## BEGIN Input data

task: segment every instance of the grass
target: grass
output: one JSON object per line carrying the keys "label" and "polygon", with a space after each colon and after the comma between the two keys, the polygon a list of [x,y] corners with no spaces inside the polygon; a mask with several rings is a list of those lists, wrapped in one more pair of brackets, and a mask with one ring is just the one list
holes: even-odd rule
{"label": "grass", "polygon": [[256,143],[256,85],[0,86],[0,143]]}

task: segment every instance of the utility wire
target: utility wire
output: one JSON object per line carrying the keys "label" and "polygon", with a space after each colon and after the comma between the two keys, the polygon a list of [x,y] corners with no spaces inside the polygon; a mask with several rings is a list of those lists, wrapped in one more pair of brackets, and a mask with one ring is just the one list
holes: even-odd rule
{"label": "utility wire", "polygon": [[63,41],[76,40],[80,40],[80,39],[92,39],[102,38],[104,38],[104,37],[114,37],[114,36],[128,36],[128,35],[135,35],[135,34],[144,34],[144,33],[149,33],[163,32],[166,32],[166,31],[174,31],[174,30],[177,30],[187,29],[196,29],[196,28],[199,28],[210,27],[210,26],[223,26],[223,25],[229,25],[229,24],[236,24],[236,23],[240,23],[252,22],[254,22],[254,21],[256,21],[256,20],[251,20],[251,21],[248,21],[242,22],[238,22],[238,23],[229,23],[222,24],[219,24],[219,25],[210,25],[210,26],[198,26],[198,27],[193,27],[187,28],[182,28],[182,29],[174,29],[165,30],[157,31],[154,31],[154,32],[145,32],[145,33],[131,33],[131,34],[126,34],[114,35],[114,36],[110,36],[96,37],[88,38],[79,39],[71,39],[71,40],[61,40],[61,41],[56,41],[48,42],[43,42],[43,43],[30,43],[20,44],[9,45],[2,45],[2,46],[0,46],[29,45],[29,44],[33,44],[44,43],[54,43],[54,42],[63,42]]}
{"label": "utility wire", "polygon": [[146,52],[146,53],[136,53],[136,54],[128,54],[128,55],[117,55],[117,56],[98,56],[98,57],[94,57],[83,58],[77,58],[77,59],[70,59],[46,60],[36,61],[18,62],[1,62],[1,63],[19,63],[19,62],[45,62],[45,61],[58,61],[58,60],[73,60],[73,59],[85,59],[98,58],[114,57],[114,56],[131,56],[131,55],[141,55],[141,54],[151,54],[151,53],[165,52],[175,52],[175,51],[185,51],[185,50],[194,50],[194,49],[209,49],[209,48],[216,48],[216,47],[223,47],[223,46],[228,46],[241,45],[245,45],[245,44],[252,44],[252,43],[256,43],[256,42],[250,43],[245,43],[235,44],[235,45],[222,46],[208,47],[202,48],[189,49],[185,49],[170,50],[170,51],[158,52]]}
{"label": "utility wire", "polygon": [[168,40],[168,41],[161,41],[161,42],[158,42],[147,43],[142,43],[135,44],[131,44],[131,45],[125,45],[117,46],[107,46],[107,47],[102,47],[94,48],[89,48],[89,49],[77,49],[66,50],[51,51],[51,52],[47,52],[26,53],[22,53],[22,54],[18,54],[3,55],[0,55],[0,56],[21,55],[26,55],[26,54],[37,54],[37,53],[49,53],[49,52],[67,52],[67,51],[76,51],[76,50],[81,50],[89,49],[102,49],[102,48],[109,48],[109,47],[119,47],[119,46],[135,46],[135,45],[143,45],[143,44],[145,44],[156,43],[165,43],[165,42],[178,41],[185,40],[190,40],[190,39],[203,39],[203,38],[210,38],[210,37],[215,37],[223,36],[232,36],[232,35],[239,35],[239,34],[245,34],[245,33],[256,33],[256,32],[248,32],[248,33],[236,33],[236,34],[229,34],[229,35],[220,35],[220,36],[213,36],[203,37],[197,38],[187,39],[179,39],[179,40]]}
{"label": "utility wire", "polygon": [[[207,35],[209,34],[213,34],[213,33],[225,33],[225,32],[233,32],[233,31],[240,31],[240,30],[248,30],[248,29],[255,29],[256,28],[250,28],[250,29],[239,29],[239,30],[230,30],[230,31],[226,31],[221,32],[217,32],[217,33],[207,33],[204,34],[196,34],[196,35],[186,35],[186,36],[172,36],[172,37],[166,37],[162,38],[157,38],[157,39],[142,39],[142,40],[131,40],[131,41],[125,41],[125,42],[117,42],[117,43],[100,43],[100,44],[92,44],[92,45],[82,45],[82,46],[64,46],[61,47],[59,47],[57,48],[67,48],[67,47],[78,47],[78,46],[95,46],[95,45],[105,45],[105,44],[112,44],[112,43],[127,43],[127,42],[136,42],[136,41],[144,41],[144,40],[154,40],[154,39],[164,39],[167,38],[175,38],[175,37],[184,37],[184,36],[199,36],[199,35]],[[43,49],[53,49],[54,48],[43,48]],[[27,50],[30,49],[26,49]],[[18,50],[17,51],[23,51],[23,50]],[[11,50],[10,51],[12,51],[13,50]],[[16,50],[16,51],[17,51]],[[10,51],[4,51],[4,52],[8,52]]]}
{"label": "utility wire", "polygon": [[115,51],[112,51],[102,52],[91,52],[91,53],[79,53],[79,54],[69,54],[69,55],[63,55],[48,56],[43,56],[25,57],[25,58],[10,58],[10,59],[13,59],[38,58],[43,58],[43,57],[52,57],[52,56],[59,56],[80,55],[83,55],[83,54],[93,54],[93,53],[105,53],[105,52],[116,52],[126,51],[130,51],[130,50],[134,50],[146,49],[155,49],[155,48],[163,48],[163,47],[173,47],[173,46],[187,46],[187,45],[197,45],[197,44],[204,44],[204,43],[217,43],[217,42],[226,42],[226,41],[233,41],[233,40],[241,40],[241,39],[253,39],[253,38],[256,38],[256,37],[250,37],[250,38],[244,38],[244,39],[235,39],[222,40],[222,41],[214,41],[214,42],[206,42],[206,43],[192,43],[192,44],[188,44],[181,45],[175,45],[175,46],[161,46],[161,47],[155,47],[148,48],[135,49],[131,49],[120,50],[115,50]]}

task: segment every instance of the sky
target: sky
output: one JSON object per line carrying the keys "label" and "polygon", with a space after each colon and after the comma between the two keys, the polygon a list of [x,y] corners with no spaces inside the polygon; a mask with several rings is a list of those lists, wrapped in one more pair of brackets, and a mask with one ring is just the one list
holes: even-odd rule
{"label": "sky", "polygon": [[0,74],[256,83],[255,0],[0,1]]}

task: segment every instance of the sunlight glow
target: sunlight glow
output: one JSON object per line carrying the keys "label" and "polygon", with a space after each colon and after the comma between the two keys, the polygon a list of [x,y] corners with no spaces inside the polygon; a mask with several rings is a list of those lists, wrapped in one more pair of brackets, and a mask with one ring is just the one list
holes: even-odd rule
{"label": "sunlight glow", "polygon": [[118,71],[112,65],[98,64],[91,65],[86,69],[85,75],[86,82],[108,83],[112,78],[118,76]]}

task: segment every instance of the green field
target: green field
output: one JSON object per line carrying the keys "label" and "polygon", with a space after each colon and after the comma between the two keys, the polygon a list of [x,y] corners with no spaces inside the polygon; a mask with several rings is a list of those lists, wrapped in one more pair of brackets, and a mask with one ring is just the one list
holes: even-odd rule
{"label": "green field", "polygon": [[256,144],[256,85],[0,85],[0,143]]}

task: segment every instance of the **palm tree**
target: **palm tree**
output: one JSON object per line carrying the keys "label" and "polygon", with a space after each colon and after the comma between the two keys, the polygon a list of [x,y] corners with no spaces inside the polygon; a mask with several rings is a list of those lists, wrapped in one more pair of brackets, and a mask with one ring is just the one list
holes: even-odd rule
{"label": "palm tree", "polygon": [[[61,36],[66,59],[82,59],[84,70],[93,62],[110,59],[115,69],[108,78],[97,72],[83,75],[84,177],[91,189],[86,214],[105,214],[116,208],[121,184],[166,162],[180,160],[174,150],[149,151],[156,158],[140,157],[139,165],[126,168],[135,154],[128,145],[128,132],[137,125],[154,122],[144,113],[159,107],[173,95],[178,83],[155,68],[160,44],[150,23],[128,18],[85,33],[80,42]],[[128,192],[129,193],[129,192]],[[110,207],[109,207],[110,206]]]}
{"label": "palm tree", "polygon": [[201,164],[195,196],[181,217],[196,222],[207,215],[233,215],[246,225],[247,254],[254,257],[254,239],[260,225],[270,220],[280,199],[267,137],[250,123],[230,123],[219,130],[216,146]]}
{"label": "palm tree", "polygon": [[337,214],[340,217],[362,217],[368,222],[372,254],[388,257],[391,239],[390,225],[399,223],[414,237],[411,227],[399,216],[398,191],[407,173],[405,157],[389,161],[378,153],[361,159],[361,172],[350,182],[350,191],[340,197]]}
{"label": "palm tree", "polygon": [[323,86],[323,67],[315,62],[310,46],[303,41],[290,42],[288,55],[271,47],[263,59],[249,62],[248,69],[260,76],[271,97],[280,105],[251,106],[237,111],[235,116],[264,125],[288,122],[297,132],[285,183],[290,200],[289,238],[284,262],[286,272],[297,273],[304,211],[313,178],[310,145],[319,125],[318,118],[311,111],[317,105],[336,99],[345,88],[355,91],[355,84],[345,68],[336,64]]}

## END Input data

# [Exercise aim]
Print the lines from the one containing "task: segment every instance of the green" to the one containing "target: green field", both included, exactly as they appear above.

# [Task response]
task: segment every instance of the green field
target: green field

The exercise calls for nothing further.